Dataset rows
--------------------

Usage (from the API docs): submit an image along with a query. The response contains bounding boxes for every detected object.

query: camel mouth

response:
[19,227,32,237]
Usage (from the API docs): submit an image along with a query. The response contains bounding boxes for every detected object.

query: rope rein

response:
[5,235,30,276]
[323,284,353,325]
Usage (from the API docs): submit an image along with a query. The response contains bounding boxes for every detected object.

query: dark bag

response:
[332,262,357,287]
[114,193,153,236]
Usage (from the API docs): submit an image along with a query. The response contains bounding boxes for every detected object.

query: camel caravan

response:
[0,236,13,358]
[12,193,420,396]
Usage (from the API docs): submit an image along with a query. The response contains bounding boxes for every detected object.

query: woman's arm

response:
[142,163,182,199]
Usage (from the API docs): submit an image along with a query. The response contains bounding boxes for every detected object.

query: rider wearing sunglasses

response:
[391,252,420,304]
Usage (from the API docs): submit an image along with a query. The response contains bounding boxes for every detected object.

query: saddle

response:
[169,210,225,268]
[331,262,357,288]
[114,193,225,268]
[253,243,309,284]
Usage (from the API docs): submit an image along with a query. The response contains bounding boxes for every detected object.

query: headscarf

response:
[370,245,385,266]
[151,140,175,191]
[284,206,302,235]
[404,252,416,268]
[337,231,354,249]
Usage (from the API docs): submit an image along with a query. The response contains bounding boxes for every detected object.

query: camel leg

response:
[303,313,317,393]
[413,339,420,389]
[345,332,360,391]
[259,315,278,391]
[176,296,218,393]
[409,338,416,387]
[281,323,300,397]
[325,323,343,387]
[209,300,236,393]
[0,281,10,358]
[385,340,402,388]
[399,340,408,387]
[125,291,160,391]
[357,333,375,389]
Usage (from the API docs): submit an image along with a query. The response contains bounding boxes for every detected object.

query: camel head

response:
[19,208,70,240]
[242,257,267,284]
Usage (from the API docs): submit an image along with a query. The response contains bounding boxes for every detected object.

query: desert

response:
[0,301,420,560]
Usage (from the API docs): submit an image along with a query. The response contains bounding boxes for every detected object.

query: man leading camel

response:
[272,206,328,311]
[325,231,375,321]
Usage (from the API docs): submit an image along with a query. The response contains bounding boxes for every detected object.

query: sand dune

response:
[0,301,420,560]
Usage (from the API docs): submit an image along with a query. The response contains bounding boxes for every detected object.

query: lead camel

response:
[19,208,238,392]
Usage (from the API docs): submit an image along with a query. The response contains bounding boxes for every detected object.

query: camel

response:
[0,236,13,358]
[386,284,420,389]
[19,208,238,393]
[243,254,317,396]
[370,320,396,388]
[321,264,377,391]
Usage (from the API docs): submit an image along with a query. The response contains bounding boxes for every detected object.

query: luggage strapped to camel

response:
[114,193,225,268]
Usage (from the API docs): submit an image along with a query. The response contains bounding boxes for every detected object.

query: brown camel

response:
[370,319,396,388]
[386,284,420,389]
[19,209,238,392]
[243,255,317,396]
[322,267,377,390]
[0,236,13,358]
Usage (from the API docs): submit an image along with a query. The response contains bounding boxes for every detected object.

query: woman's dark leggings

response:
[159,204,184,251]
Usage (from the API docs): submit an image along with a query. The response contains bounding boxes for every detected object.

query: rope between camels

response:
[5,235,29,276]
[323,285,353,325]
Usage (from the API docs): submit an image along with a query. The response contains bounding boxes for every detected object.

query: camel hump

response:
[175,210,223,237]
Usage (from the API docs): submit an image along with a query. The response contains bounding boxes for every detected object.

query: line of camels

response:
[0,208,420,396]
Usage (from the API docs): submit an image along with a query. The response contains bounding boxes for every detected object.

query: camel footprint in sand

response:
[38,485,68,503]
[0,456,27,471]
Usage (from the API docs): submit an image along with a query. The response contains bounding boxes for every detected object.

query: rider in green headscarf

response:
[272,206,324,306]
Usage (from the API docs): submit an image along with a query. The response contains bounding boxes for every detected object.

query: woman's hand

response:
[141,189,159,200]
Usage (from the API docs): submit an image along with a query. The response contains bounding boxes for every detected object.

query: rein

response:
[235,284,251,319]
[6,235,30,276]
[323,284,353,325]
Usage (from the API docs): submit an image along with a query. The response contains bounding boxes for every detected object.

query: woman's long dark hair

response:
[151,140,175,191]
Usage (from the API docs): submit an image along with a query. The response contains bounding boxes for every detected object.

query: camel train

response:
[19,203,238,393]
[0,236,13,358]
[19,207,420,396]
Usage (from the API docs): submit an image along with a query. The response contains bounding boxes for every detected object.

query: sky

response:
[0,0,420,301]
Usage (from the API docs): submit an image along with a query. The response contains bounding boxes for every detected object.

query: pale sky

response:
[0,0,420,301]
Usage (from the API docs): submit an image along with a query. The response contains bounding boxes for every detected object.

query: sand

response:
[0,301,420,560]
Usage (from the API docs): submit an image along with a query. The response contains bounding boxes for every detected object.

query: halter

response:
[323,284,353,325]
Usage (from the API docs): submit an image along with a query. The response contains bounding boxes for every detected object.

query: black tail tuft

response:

--------------------

Your goal » How many lines in the data contain the string "woman"? Matching is case-sensitive; reply with the number alone.

Solution to the problem » 4